— start TASK DATA —
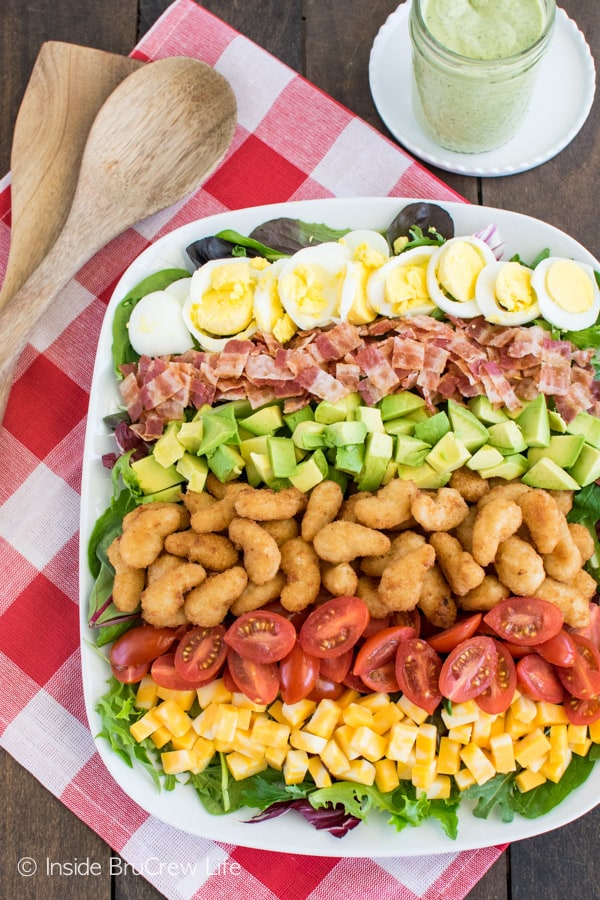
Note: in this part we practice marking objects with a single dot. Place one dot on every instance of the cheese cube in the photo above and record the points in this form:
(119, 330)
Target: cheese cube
(321, 776)
(147, 693)
(295, 766)
(502, 751)
(368, 743)
(242, 766)
(527, 780)
(324, 719)
(477, 763)
(448, 762)
(386, 775)
(402, 739)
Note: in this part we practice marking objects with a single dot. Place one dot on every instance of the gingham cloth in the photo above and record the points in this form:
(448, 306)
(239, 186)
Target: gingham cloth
(292, 142)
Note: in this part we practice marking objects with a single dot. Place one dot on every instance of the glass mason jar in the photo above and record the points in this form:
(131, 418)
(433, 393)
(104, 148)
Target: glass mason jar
(469, 104)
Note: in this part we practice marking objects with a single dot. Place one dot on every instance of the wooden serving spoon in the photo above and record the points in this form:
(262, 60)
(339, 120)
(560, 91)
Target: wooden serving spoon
(161, 132)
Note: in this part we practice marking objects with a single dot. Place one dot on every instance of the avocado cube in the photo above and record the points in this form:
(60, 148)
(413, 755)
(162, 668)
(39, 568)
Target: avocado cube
(152, 477)
(466, 427)
(402, 404)
(194, 469)
(267, 420)
(168, 449)
(432, 428)
(448, 454)
(587, 466)
(282, 455)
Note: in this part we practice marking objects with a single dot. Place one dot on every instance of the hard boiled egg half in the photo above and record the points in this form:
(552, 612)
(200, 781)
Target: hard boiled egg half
(220, 304)
(567, 293)
(156, 325)
(452, 275)
(505, 294)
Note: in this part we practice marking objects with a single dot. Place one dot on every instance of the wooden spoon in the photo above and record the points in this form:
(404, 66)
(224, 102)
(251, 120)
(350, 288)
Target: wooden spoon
(67, 87)
(161, 132)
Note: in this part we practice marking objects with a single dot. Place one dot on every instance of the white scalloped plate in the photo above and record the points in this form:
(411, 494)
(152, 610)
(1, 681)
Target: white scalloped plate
(181, 808)
(560, 104)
— end TASK DATA —
Render every line from the one containing "of the white" through the last of the rows as a numbered list, leaving out any blank lines.

▶ _THE ANSWER_
1. Note: in this part we practice marking objects with a single dot. Place one dot on every instance of the white scalloped plate in the photo above and record the points in this form:
2. (411, 494)
3. (152, 610)
4. (1, 681)
5. Target: white scalloped plate
6. (181, 808)
7. (560, 104)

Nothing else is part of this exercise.